▶ [WRITTEN INSTRUCTION]:
Gather every line in the items below that contains the word "plow", and copy each of those lines without changes.

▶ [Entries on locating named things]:
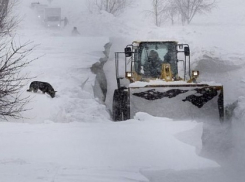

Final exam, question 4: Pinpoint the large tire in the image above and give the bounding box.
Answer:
[112,90,130,121]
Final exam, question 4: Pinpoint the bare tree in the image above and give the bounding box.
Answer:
[0,0,18,37]
[174,0,215,24]
[87,0,133,15]
[145,0,168,27]
[0,0,33,119]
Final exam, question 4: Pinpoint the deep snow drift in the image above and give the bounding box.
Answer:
[0,0,245,182]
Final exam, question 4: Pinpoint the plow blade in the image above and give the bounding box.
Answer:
[129,84,224,121]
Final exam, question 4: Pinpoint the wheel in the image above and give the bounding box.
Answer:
[112,89,130,121]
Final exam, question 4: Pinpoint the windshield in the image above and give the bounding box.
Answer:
[135,42,178,78]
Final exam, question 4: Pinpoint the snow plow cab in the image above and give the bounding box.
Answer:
[112,41,224,121]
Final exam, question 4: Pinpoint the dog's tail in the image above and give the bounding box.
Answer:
[81,77,89,89]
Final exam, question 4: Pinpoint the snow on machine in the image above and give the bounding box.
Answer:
[112,41,224,121]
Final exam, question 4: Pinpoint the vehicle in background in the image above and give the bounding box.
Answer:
[43,7,61,27]
[34,4,48,20]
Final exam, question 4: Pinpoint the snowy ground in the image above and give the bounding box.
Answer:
[0,0,245,182]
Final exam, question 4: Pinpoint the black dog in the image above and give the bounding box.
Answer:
[27,81,56,98]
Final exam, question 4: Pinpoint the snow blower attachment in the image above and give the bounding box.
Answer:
[112,41,224,121]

▶ [ANSWER]:
Final exam, question 4: Pinpoint the plow blade in the image above and give the bounding box.
Final exam, question 4: Pinpoint the snow plow cab in the image above and give the bounding box.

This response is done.